*DESCRIPTION OF THE TASK*. Please copy out everything from the line containing "pale sky in the image above." down to the last of the entries below, word for word, with both the starting line and the final line included.
** START GIVEN RECORDS **
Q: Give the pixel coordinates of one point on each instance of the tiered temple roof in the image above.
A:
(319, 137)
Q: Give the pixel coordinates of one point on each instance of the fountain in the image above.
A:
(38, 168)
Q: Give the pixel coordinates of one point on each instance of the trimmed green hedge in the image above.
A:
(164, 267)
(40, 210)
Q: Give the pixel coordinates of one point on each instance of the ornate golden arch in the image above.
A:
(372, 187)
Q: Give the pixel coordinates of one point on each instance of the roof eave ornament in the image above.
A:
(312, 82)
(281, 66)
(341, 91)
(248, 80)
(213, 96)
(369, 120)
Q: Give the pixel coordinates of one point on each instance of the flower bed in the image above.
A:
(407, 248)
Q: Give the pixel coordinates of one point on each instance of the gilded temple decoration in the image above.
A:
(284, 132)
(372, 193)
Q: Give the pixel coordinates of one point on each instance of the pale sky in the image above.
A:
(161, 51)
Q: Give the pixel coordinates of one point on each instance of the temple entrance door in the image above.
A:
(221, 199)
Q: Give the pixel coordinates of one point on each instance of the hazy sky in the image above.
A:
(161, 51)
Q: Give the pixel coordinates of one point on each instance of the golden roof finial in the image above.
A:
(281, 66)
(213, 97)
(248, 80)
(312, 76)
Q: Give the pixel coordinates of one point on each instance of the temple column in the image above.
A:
** END GIVEN RECORDS **
*EXPECTED OUTPUT*.
Q: Give the pixel coordinates of one point on each instance of the pale sky in the image above.
A:
(161, 51)
Q: Give the pixel coordinates of one point on each instance of the temple entrance door in the image above.
A:
(221, 199)
Q: Give the pixel coordinates of one point on each instance of the hazy sky in the image above.
A:
(161, 51)
Q: Give the pixel coordinates of one point on each instance of the golden roof finial in the image above.
A:
(281, 66)
(213, 97)
(248, 80)
(312, 76)
Q: Give the pixel coordinates of one point on each instance of the temple column in the image above.
A:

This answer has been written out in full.